Görev:
Aşağıdaki Beyoğlu mekânlarıyla ilgili yazıdan "Şık masalarının" sözlerini içeren yerle başlayıp "pidesi dahi var." ile biten bölümü harfi harfine geri verin.

Okunacak Metin:
Paylaş
Beyoğlu’nun orta yerinde gezmiyor, aksine kıyılarında dolanıyoruz.
Rana da o kıyıdaki yerlerden en yenisi.
Eski Topaz’ın yerine açılan Rana, büyük bir modern/bohem meyhane.
Malum, artık her mekan ucundan azıcık “meyhaneleşiyor”.
Çünkü meyhane ruhunun özeti belli: Biraz keder, bol coşku, dibine kadar efkar...
“Hepsi bir arada” ruhu yani. Her zaman bu topraklarda iş yapar.
Hele ki şu nereye
doğru yol aldığı bilinmeyen belirsiz vaziyetlerde...
Beyoğlu’nun kıyısında dolanılan en yeni yerlerden bir diğeri ise People.
InterContinental Oteli’nin hemen altında.
Onda da “ucundan azıcık” meyhane havası var.
Kabare ve
müzikholle karıştırılmış bir hava.
Sahnesindeki geçit töreni ışıltılı: Nükhet Duru’lar, Cenk Eren’ler...
Şık masalarının
yanında Gaziantep’te
özel olarak yaptırılmış
bakır işi içki kovaları
dikkat çekici.
Menüde ise yok yok; Konya’nın etli ekmek diye bilinen pidesi dahi var.
Benim anladığım şu:
Rana’larla,
People’larla, böyle
ufaktan ufaktan
Beyoğlu’nun kıyısında dolanarak yeniden eğlencenin eski
merkezine dönüş yaşanıyor.
Ya da yeni bir merkez yaratılıyor.
Neler olacak göreceğiz...
Pandeli 10 Kasım’da
Mısır Çarşısı’nın girişinde yer alan 115 yıllık Pandeli Restoran’ın geri dönüşüne az kaldı. Duyduğuma göre hazırlıklar son aşamada ve açılış 10 Kasım’a yetiştirilmeye çalışılıyor.
Neden 10 Kasım?
Çünkü Atatürk kolağası olduğu dönemde sık sık Pandeli’ye gelirmiş.

Veri Kesiti:
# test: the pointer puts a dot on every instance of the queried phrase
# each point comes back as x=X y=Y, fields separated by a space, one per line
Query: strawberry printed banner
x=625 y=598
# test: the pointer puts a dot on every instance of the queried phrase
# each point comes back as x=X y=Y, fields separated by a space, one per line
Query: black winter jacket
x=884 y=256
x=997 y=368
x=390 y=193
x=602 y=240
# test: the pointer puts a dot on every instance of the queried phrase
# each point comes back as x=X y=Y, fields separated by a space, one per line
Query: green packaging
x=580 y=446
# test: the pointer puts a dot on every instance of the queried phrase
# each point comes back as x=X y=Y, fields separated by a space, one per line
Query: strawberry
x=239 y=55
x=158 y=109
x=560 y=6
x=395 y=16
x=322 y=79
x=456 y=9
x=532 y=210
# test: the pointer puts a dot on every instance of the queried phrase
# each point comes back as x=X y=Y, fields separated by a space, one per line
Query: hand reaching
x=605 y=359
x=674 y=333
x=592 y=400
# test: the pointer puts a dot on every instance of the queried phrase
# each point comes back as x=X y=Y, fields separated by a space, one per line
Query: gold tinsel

Bu Görevin Çözümü:
Şık masalarının
yanında Gaziantep’te
özel olarak yaptırılmış
bakır işi içki kovaları
dikkat çekici.
Menüde ise yok yok; Konya’nın etli ekmek diye bilinen pidesi dahi var.